__引用文__:
· · · · · · ·
文中の将来に関する事項は、当連結会計年度末現在において当社グループが判断したものであります。
(1)経営方針
当社グループは、「健康づくりは幸せづくり」を基本に、総合健康企業として、クオリティ・オブ・ライフの向上に貢献するため、国際的な医療ニーズに応えた医薬品やセルフメディケーションを指向したコンシューマーヘルスケア製品の研究開発、製造販売に取り組んでおります。
また、社会規範と行動規範を遵守し、企業活動すべてにおいて、さらには供給する製品すべてにおいて、ベスト・クオリティを追求し、信頼と期待に応えるべく健全経営に努めてまいります。
(2)経営戦略等
当社グループの特徴は、医療用医薬品事業とコンシューマーヘルスケア事業によるバランスのとれた経営です。
2つのコア事業がそれぞれの強みを活かして収益に貢献することが、持続的な成長をもたらしています。さらにこの安定的な経営基盤が、次の成長のためのM&Aや、多額の費用と長い年月を要する新薬の開発・上市を可能にしています。
得意分野に集中的に経営資源を投入する戦略で、効率的に事業を拡大し、それぞれの事業分野で独自の地位を築いています。医療用医薬品事業では、研究開発から販売まで消化器系領域に特化して、上部から下部消化管領域までラインアップするとともに、研究開発においては、消化器系領域に続く領域として癌を選定し、これらに特化することで国際競争力の強化を図っています。コンシューマーヘルスケア事業では、セルフメディケーション(セルフケア)に貢献する独創的な製品開発に注力しています。
· · · · · · ·
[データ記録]
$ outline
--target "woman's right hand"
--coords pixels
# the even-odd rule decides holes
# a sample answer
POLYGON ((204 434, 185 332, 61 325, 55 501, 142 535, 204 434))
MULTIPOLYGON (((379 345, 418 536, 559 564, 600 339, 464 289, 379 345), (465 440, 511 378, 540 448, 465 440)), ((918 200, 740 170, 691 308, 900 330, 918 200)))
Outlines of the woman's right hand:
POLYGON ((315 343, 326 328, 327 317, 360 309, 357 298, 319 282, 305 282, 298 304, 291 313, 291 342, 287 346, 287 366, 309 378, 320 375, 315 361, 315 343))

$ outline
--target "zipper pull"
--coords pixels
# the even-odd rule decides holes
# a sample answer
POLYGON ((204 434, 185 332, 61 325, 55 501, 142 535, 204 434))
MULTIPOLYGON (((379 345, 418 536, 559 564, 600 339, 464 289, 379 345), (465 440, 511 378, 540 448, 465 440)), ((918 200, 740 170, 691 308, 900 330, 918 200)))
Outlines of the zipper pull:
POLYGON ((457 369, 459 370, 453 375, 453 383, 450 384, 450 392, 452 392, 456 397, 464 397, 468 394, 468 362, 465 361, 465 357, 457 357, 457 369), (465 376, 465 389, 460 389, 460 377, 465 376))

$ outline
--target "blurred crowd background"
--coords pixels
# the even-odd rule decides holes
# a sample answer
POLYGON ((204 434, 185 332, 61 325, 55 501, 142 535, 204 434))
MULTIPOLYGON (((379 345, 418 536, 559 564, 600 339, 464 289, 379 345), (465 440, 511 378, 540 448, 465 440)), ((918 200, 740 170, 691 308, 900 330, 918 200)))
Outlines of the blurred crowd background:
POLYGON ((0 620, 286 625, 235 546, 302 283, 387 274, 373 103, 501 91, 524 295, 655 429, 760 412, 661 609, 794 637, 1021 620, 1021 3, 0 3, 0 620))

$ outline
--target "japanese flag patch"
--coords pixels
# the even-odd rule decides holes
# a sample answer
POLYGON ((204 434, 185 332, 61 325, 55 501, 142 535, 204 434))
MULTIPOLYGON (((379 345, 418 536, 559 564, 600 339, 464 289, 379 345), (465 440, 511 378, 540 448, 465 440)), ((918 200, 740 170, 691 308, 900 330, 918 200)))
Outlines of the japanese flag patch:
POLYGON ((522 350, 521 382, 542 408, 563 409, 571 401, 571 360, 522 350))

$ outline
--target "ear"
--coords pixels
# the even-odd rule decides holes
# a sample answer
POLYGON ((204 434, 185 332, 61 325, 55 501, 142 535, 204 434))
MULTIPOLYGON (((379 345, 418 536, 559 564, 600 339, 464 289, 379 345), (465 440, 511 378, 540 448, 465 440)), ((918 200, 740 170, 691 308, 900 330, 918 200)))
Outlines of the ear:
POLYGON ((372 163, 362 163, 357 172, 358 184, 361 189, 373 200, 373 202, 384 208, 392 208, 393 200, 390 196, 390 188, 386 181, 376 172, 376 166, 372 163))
· · · · · · ·
__演習問題__:
A – 経営方針の文章のうち、「また、社会規範と行動規範を遵」から「な製品開発に注力しています。」までを、両端も含めて一字一句そのまま書き写してください。
B – 経営方針の文章の最後の文に続けて、次の部分を書き進めてください。
データ記録の内容は、経営方針の文章とは関係がありません。

__解答結果__:
A –
また、社会規範と行動規範を遵守し、企業活動すべてにおいて、さらには供給する製品すべてにおいて、ベスト・クオリティを追求し、信頼と期待に応えるべく健全経営に努めてまいります。
(2)経営戦略等
当社グループの特徴は、医療用医薬品事業とコンシューマーヘルスケア事業によるバランスのとれた経営です。
2つのコア事業がそれぞれの強みを活かして収益に貢献することが、持続的な成長をもたらしています。さらにこの安定的な経営基盤が、次の成長のためのM&Aや、多額の費用と長い年月を要する新薬の開発・上市を可能にしています。
得意分野に集中的に経営資源を投入する戦略で、効率的に事業を拡大し、それぞれの事業分野で独自の地位を築いています。医療用医薬品事業では、研究開発から販売まで消化器系領域に特化して、上部から下部消化管領域までラインアップするとともに、研究開発においては、消化器系領域に続く領域として癌を選定し、これらに特化することで国際競争力の強化を図っています。コンシューマーヘルスケア事業では、セルフメディケーション(セルフケア)に貢献する独創的な製品開発に注力しています。

B –
さらに、売上・利益に貢献し、シナジーが得られることを目指したM&Aやアライアンスによるグローバル展開も進めています。
(3)経営上の目標の達成状況を判断するための客観的な指標等
経営指標については、連結売上高及び連結自己資本当期純利益率を重視しております。
(4)優先的に対処すべき事業上及び財務上の課題
新たな変異株の出現もあり、新型コロナウイルス感染拡大の終息はいまだに不透明な状況にあります。また、エネルギー・原材料価格の高騰や急激な円安の進行は今後の企業収益に多大な影響を与えるものと考えられます。さらに、医療用医薬品におきましては、薬価制度の見直しや後発医薬品の使用促進などによる医療費抑制策が従来にも増して強力に推進されており、国内市場は成長の鈍化が不可避であると考えられます。またOTC医薬品におきましても、市場競争の激化に加え、インバウンド需要の大幅な落ち込みや消費者の行動変容など、今後とも厳しい経営環境が続くものと思われます。
このような状況のもと、当社グループは2020年度を起点とした3カ年の第10次中期経営計画(2020年度~2022年度)の最終年度をスタートさせました。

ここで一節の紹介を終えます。